Report each line of the material that contains the string "electric". Case counts, so only matches with the same capitalization qualify.

▶ Coordinate annotation records
↓↓↓

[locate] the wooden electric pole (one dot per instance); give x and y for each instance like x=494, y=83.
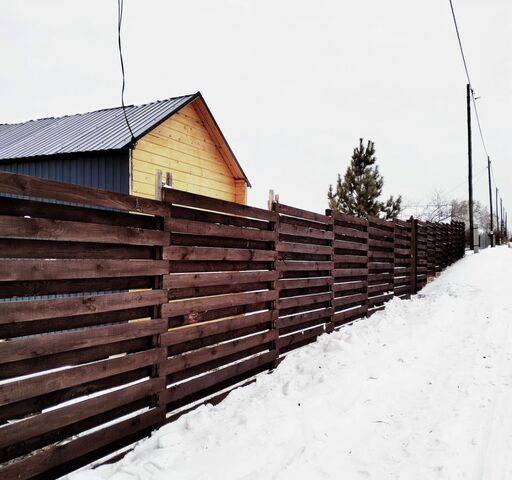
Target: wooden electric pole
x=497, y=213
x=502, y=224
x=470, y=170
x=490, y=199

↑↑↑

▶ Task solution
[locate] the wooden electric pole (one dot per instance); give x and y for each instance like x=494, y=83.
Target: wooden electric pole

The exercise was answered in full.